● **Document text**
╔══

In Los Angeles, a company town still cringing from the Heidi Ho' headlines about a Hollywood madam and her yet to be revealed list of star and mogul clients, scandal is a commodity to be both feared and savored. In the rest of the country, the Heidi story was rancid catnip for a slow news summer. But the Michael Jackson story goes deeper -- yes, and deeper than the sad public frolics of Woody Allen a year ago. For as pitiable and lunatic as Jackson's soft eccentricities make him appear in the skeptical public eye, he had surely convinced the world of his devotion to children and his empathy with them. It was as if, deprived of a normal childhood, he wanted to create a paranormal one in his Neverland lab. Bring on the children.

"I love being around them," he wrote in his 1988 autobiography, Moonwalk. "There always seem to be a bunch of kids over at the house, and they're always welcome. They energize me -- just being around them." When he welcomed handicapped kids to the ranch, he was no condescending Lord Bountiful looking for a tax write-off; he was their peer, and they were friends he could play with, sing to -- in the purest sense of the word, love.

╚══

● **Data records**
╔══

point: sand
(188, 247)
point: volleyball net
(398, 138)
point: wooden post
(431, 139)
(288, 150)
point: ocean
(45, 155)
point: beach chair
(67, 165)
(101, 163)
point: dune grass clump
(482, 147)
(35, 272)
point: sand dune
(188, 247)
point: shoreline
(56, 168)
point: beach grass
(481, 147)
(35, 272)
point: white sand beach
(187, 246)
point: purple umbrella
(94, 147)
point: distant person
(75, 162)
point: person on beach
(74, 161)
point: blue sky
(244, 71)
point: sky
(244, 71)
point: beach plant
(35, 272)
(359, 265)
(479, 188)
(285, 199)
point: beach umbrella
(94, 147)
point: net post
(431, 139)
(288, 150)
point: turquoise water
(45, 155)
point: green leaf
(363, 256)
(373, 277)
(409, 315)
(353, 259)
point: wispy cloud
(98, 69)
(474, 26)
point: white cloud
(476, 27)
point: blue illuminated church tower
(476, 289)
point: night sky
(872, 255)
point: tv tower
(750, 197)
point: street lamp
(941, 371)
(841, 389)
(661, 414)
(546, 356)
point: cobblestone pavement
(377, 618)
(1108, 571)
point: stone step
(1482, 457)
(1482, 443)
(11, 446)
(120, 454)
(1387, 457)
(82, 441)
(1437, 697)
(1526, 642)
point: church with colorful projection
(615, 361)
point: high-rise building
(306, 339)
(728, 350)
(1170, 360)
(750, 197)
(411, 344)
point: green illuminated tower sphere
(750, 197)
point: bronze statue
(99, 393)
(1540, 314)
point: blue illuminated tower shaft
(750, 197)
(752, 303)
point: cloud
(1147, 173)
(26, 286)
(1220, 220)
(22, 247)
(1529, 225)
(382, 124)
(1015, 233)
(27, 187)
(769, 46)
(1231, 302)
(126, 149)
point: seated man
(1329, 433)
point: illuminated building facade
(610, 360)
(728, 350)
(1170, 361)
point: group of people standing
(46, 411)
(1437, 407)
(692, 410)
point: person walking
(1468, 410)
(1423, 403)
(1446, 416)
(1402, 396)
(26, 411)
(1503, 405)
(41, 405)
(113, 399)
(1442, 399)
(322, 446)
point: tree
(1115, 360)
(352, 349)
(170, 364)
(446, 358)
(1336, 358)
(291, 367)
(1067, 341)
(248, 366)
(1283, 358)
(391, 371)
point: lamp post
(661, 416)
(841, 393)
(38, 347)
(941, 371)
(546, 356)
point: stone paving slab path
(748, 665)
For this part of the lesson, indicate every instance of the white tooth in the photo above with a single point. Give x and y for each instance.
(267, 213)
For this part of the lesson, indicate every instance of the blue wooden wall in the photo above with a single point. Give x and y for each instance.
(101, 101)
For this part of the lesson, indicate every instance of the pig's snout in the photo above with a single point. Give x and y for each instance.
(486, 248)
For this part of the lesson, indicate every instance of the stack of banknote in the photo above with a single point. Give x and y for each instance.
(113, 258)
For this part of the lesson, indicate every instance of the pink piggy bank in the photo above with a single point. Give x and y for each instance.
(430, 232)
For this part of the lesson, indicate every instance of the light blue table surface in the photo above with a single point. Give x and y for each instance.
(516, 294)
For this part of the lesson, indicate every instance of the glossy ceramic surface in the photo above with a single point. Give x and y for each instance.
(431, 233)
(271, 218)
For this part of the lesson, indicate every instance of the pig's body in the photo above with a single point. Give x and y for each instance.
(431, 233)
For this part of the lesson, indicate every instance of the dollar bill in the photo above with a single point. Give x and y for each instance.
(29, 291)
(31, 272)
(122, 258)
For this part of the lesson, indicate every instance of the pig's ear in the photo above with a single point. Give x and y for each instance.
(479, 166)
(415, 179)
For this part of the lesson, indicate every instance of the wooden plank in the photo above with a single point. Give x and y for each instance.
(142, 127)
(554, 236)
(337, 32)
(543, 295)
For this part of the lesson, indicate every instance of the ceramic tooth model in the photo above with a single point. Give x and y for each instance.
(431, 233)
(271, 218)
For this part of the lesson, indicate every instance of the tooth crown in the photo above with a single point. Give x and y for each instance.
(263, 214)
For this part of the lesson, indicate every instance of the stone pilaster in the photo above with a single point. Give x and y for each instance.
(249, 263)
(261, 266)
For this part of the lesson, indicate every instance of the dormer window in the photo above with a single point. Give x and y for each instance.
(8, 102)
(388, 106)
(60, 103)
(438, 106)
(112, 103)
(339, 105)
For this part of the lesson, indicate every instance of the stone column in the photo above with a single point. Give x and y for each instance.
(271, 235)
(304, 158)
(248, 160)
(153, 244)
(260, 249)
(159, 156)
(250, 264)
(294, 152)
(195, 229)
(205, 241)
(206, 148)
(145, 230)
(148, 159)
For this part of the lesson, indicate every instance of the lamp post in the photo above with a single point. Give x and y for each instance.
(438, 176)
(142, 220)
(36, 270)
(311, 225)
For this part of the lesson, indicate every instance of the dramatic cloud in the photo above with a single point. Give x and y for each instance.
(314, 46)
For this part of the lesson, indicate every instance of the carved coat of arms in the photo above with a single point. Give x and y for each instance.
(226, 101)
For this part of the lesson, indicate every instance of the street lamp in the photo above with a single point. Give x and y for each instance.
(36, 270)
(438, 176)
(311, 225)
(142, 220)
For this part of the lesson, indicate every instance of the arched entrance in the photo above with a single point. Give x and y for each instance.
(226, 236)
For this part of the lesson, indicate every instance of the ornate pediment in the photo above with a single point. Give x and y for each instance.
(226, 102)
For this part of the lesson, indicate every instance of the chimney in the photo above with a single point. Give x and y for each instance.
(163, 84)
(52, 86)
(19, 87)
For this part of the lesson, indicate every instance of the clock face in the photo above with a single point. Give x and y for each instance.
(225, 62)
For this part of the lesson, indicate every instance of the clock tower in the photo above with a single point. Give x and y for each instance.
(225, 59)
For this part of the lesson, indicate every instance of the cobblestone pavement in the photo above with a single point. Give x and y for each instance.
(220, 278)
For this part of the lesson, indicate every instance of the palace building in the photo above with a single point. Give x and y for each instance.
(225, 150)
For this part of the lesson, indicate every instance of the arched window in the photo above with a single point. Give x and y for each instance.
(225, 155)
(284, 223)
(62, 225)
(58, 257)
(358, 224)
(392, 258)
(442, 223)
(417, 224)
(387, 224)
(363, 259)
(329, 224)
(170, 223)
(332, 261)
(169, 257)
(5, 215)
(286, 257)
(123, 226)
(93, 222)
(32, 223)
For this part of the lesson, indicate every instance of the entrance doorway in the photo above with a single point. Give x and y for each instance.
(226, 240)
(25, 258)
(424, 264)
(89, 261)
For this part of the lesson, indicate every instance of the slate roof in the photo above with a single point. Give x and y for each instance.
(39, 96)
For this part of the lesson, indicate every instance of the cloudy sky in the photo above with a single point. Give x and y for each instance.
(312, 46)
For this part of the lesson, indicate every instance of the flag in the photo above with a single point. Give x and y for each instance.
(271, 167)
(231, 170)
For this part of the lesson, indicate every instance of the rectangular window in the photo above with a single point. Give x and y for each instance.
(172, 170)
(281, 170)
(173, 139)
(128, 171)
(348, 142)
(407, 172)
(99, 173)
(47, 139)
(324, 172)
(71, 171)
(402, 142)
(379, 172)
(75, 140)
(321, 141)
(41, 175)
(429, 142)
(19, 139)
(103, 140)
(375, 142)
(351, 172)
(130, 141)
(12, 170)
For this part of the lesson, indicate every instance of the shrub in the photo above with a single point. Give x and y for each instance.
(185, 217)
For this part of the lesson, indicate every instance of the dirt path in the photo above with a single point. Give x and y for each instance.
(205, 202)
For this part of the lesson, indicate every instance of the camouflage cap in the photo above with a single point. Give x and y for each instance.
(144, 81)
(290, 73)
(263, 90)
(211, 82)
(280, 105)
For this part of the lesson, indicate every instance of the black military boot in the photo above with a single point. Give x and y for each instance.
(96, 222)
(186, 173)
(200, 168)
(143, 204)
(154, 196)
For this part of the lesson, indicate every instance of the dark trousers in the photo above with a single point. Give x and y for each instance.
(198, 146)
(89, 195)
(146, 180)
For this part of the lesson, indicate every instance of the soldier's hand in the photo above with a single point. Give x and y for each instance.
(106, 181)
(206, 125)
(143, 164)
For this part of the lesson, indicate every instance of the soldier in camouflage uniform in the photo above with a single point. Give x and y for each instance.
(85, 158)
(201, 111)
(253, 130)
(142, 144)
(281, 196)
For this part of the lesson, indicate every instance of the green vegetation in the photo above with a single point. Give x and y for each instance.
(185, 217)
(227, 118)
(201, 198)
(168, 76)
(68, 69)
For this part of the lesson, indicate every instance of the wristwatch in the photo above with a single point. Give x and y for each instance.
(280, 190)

╚══

● **Task requirements**
• 1. Write out the passage about Michael Jackson starting at "In Los Angeles, a" and ending at "on the children.", substituting "season" for "summer".
• 2. Continue the passage about Michael Jackson from the point where it stops.
The lines have no connection to the passage about Michael Jackson.

● **List of answers**
• 1.
In Los Angeles, a company town still cringing from the Heidi Ho' headlines about a Hollywood madam and her yet to be revealed list of star and mogul clients, scandal is a commodity to be both feared and savored. In the rest of the country, the Heidi story was rancid catnip for a slow news season. But the Michael Jackson story goes deeper -- yes, and deeper than the sad public frolics of Woody Allen a year ago. For as pitiable and lunatic as Jackson's soft eccentricities make him appear in the skeptical public eye, he had surely convinced the world of his devotion to children and his empathy with them. It was as if, deprived of a normal childhood, he wanted to create a paranormal one in his Neverland lab. Bring on the children.

• 2.
AND SLEEP WITH. EVEN BRETT BARNES, an 11-year-old Australian boy who spoke in Jackson's defense, said the star shared a bed, with him. "I was on one side of the bed, and he was on the other," he told KNBC-TV. "It was a big bed." In his TV interview with Oprah Winfrey last February, when asked what he missed in his own childhood, Jackson said, "Slumber parties." He had them with the 13-year-old who made the allegations; indeed, Jackson traveled to Monte Carlo and Walt Disney World with that boy, his half-sister and his mother and, according to the complaint, slept with the boy. Reports indicate that the boy told his therapist that in Monaco Jackson had told him masturbation was "a wonderful thing," lured him into a bathtub and performed oral sex on him, then told him he would be sent to juvenile hall if the extent of the relationship were revealed.